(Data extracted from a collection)
## Start

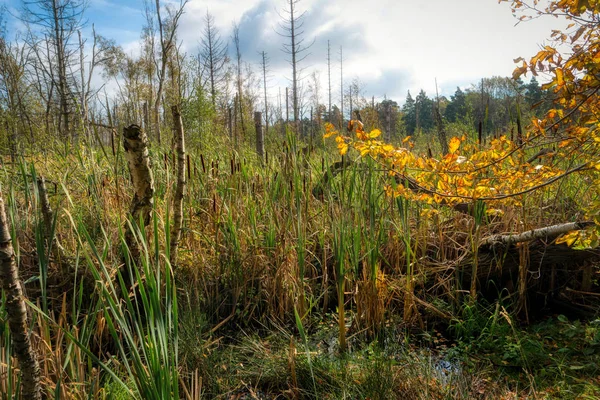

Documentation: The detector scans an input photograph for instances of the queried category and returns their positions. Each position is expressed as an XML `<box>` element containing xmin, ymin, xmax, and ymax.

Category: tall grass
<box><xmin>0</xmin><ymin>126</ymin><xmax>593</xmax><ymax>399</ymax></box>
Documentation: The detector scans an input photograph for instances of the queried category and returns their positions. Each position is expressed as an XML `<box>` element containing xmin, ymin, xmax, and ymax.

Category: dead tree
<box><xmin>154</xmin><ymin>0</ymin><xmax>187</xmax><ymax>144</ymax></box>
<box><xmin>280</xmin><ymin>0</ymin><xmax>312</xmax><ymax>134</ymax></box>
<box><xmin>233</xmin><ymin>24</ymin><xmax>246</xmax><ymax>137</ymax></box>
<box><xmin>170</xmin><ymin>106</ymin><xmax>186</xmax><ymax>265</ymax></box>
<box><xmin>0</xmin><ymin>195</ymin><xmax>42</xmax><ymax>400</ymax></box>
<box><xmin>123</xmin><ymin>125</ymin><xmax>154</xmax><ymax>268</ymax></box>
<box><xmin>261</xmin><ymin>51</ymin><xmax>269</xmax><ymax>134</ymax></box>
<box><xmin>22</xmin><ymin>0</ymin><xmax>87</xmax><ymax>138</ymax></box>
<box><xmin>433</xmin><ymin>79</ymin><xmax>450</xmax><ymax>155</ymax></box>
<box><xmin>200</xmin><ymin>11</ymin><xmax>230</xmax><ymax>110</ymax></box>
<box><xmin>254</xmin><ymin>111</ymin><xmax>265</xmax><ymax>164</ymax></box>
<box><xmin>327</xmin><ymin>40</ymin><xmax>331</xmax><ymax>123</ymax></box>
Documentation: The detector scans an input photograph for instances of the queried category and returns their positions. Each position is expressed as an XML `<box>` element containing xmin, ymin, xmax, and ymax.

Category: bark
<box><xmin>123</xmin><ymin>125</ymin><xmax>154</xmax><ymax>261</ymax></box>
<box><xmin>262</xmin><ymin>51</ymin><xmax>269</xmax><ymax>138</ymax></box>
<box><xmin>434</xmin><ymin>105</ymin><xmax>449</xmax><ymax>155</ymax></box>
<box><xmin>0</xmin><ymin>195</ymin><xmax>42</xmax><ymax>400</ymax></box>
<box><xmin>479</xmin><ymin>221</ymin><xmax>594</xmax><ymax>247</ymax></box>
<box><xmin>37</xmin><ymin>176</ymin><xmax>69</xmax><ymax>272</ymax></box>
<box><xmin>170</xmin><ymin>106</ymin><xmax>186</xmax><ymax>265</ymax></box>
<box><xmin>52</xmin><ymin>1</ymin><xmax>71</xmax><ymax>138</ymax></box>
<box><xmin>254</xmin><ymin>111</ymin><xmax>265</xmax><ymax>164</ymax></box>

## End
## Start

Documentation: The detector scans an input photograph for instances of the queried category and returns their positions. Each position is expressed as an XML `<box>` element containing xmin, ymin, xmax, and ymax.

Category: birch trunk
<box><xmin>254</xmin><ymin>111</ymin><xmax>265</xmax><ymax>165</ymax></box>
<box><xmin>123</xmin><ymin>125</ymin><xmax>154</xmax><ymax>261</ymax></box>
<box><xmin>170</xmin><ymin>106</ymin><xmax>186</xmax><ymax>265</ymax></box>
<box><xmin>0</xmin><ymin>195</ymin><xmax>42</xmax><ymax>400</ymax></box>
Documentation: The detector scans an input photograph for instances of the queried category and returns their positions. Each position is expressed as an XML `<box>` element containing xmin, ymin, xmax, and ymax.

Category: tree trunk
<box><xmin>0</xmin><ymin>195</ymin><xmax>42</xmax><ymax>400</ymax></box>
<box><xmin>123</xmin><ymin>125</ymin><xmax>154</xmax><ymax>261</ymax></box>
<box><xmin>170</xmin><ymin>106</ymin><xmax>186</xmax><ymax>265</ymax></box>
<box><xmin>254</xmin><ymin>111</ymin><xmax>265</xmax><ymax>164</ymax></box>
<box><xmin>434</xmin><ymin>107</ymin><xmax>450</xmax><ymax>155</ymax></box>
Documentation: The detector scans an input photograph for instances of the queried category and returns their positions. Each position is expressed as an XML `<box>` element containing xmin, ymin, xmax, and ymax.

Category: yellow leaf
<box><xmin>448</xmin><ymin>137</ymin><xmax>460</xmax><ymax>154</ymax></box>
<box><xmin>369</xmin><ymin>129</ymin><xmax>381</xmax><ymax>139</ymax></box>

## End
## Start

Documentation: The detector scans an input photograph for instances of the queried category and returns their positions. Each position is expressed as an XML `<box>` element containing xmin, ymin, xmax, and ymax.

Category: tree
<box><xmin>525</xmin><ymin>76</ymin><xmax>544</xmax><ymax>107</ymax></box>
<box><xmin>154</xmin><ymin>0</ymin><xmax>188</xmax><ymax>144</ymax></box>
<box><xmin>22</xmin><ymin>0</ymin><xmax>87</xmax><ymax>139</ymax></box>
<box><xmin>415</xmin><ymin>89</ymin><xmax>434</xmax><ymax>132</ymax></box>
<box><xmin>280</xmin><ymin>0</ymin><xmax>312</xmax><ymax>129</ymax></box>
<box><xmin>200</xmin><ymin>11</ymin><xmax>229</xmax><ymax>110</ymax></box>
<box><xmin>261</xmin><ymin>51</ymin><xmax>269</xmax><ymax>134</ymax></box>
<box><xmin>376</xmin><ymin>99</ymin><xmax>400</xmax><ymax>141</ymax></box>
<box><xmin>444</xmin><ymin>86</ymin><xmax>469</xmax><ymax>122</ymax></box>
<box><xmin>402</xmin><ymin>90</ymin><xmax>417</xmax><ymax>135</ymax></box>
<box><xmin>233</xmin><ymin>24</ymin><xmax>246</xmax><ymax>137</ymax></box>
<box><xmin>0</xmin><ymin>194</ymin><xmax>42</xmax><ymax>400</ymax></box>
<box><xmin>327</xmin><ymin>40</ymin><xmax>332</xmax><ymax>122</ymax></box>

## End

### Requirement
Identify every line in the records that contains the string "trunk", treating uppercase and lowercase letters as distinct.

### Solution to this task
Category: birch trunk
Category: tree trunk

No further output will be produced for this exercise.